(What is being asked)
Please restate the part of the change management piece that begins with "- Irrational over-reactions" and ends with "capitalizes on this.2)", substituting "productivity" for "efficiency".

(Passage given)
I have always pondered the term Change Management. I see management as sameness, consistency and predictability – what is known. Change implies the unknown.
Change can be seen as synonymous with life; when any living entity stops changing, it dies. Yet, when I ask leaders to describe typical reactions to change, the list usually includes:
- Complaints – whinging
- Withdrawal (including hiding information and/or resources)
- Irrational over-reactions – ‘paranoia’
- Territorial protection
The abysmal track record with organizational Change is now well documented1. From McKinsey research, only 30% of executives said their Change programme produced a more healthy organisation and only 38% think the organisation performed better after the Change programme. Yet, 57% of Change programmes are to reduce costs and improve efficiency. (You can’t dictate efficiency to people using command and control – they know best where waste is. Developing autonomy capitalizes on this.2)

(Dataset rows)
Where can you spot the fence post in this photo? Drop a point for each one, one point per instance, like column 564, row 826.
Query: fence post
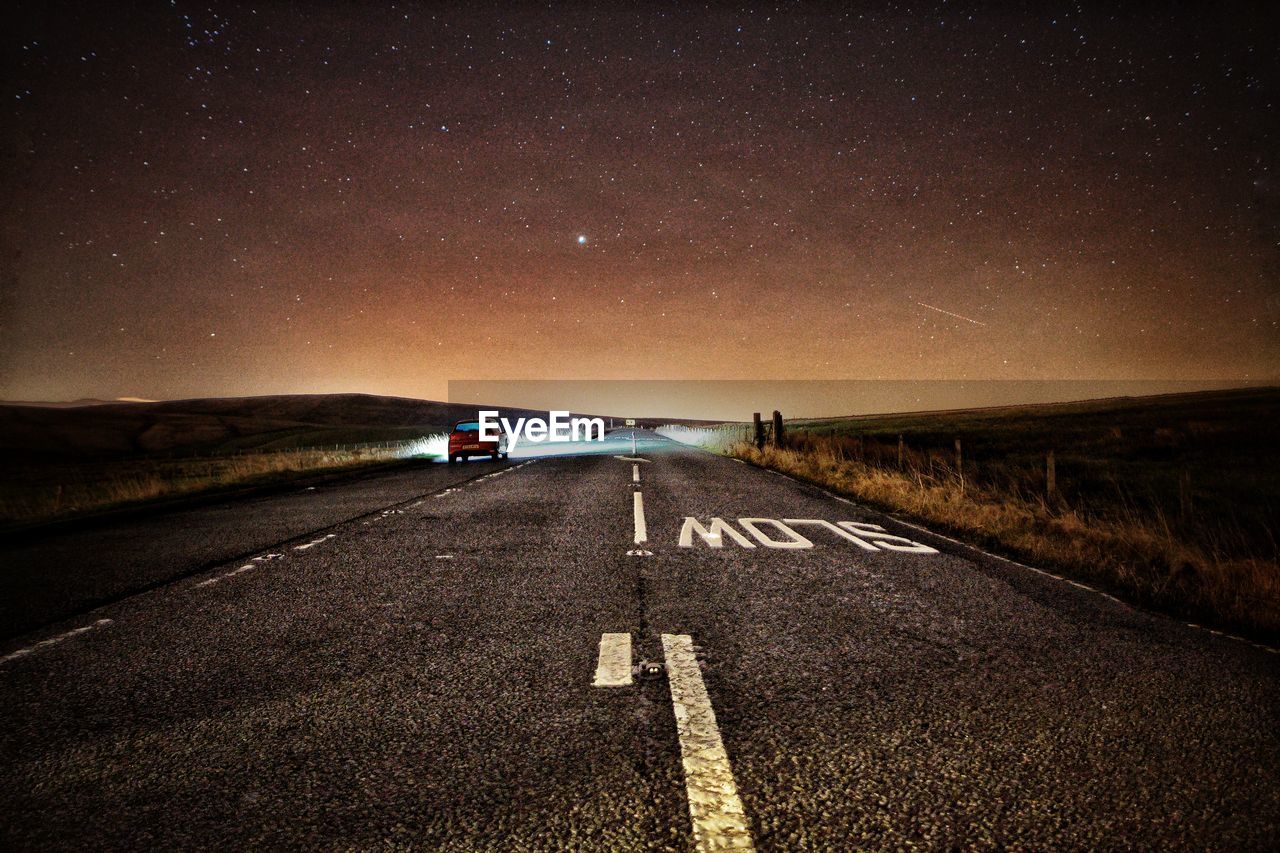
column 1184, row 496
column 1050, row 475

---

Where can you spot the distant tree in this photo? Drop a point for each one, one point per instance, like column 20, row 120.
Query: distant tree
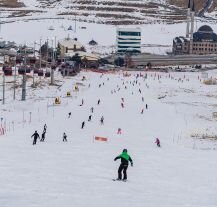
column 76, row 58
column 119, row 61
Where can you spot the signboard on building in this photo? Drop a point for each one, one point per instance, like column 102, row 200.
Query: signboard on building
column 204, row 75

(Solution below)
- Irrational over-reactions – ‘paranoia’
- Territorial protection
The abysmal track record with organizational Change is now well documented1. From McKinsey research, only 30% of executives said their Change programme produced a more healthy organisation and only 38% think the organisation performed better after the Change programme. Yet, 57% of Change programmes are to reduce costs and improve productivity. (You can’t dictate productivity to people using command and control – they know best where waste is. Developing autonomy capitalizes on this.2)